● ACTION ITEM
Every entry must be copied word for word.

BEGIN SOURCE DATA

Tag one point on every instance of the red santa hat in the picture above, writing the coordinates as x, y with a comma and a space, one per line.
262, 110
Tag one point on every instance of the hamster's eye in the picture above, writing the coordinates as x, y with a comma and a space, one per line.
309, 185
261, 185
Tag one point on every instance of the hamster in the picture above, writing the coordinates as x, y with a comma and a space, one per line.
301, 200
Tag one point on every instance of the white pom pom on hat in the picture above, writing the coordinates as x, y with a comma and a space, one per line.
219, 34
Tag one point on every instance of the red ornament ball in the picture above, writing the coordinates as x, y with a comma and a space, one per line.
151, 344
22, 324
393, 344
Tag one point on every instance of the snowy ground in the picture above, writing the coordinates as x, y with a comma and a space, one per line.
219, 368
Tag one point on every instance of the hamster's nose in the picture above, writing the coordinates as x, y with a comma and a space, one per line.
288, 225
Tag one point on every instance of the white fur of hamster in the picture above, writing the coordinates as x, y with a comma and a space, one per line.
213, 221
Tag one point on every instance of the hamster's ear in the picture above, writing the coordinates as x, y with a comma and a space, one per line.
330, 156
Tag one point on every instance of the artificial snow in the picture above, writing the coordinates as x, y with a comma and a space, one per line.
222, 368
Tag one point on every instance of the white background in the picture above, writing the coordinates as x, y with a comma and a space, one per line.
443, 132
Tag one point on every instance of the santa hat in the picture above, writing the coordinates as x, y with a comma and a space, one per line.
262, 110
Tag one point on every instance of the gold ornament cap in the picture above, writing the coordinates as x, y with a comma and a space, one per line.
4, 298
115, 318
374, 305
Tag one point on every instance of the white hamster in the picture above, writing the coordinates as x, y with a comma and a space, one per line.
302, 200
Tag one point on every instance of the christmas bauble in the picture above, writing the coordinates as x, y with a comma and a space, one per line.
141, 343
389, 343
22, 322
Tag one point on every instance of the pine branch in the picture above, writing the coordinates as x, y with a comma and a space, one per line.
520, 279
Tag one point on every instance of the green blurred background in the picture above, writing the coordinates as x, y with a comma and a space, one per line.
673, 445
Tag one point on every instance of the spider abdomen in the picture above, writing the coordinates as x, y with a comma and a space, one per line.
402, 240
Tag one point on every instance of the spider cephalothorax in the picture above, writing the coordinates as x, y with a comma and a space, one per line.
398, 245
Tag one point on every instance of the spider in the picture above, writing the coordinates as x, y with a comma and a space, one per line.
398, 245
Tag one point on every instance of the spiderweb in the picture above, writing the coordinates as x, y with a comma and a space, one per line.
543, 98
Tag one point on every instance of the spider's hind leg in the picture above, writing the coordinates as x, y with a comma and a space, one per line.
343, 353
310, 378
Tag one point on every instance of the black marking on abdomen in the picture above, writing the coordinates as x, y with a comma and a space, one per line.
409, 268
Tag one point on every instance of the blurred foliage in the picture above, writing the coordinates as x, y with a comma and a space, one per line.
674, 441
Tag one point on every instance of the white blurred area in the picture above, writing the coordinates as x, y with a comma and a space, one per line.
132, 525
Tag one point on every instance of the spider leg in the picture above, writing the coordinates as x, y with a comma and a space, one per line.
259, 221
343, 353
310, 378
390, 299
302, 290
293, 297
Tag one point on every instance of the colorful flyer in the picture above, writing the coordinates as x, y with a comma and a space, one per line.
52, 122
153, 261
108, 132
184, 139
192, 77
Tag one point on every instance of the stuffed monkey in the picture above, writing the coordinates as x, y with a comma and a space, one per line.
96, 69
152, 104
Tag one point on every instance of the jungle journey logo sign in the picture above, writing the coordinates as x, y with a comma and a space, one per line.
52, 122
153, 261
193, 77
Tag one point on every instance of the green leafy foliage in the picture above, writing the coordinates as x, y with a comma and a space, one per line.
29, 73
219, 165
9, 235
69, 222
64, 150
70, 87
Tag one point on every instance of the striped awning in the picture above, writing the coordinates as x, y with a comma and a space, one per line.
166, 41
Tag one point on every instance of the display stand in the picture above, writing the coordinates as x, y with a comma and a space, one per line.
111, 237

END SOURCE DATA

● TASK SOLUTION
Tag one point on every instance of the red santa hat in the picture above, writing the coordinates as x, y with a comma and a space, one per line.
262, 110
Tag one point on every instance of the hamster's eye in the picture above, writing the coordinates as x, y with a comma and a space, one per line.
309, 185
261, 185
Tag one point on every instance of the hamster in the picture above, writing the coordinates as x, y with a comma and a space, one per line.
301, 200
Tag one point on every instance of the white pom pom on hat in the picture above, writing the coordinates as x, y with a comma and a space, one per line.
219, 34
Tag one point on every instance of the red ornament ball in the picture above, writing the coordinates as x, y with a comma and a space, one per line.
151, 344
22, 324
393, 344
Tag one point on every instance of the snowy ground in the picture above, writing the coordinates as x, y with a comma and a space, one per line.
219, 368
Tag one point on every instance of the hamster's nose in the picture above, writing the coordinates as x, y with a comma and a space, one per line.
288, 225
Tag one point on every instance of the white fur of hamster in the picture above, writing the coordinates as x, y with a comma and a space, one per line.
213, 221
Tag one point on every instance of the hamster's ear in the picture above, writing the coordinates as x, y with a comma and a space, one per line.
330, 156
Tag one point on every instance of the artificial snow in the picture above, writing the coordinates as x, y with a comma and a space, one per line.
222, 368
Tag one point on every instance of the white background in the picture above, writing the coordinates as x, y with a comma and a space, one per line.
443, 132
Tag one point on every instance of the santa hat in the picture above, writing the coordinates as x, y with a comma and a space, one per line.
262, 110
Tag one point on every instance of the gold ornament cap in the picture above, writing the coordinates as x, y with a comma and a space, one per line.
4, 298
115, 318
374, 305
Tag one point on every instance of the white hamster in the picture above, writing the coordinates as x, y with a comma and a space, one per line.
302, 200
Tag one point on every instance of the christmas bauble in the picture above, writing the coordinates as x, y with a comma and a space, one per line.
141, 343
389, 343
22, 322
Tag one point on every instance of the pine branch in the picture above, writing the coordinates as x, y with a comma and a space, one per line.
520, 279
Tag one point on every instance of the green blurred background in the picture above, writing the coordinates as x, y with a comma and a space, one per line.
673, 445
Tag one point on every instance of the spider abdomen in the picture above, writing the coordinates as x, y with a comma and a space, one per line.
402, 240
Tag one point on every instance of the spider cephalothorax in the picture above, writing the coordinates as x, y with a comma and a space, one per line.
398, 245
Tag one point on every instance of the spider in the picture above, writing the coordinates as x, y with a comma and a space, one per line.
398, 245
Tag one point on every instance of the spiderweb in the picture above, writing the coordinates as x, y with a comma and a space, one per line.
543, 98
Tag one point on every instance of the spider's hind leg in the picture above, writing the coordinates as x, y with a comma and a space, one per line.
343, 353
310, 378
Tag one point on every instance of the black marking on abdomen in the picture above, writing the coordinates as x, y with a comma and a space, one per line.
409, 268
Tag one point on every instance of the blurred foliage in the picture above, writing the coordinates as x, y with a comma and a space, one per line.
674, 441
Tag one point on every instance of the white blurred area in the picture above, writing the coordinates as x, y with a comma and a space, one per line.
132, 525
Tag one point on every instance of the spider leg in the picture above, writing the coordinates as x, y with a comma and a space, one per line.
259, 221
343, 353
310, 378
390, 299
302, 290
293, 297
Tag one point on every instance of the colorful flyer in the picture above, writing the coordinates as x, y with a comma and a space, one per line.
52, 122
153, 261
108, 132
184, 139
192, 77
Tag one point on every instance of the stuffed monkey in the picture above, writing the coordinates as x, y with a comma and a space, one per line.
96, 69
152, 104
Tag one point on every instance of the jungle journey logo sign in the picture above, writing the coordinates as x, y with a comma and a space, one per line.
52, 122
153, 261
193, 77
Tag one point on every instance of the green leafy foliage in the picture above, writing the coordinates as x, y with a comma and a space, one per line.
29, 73
219, 165
9, 235
69, 222
64, 150
70, 87
Tag one point on every instance of the striped awning in the picture above, writing the coordinates as x, y with a comma and a space, one per line.
166, 41
Tag one point on every instance of the display stand in the picture above, writing the coordinates as x, y with a comma and a space, one per line.
111, 237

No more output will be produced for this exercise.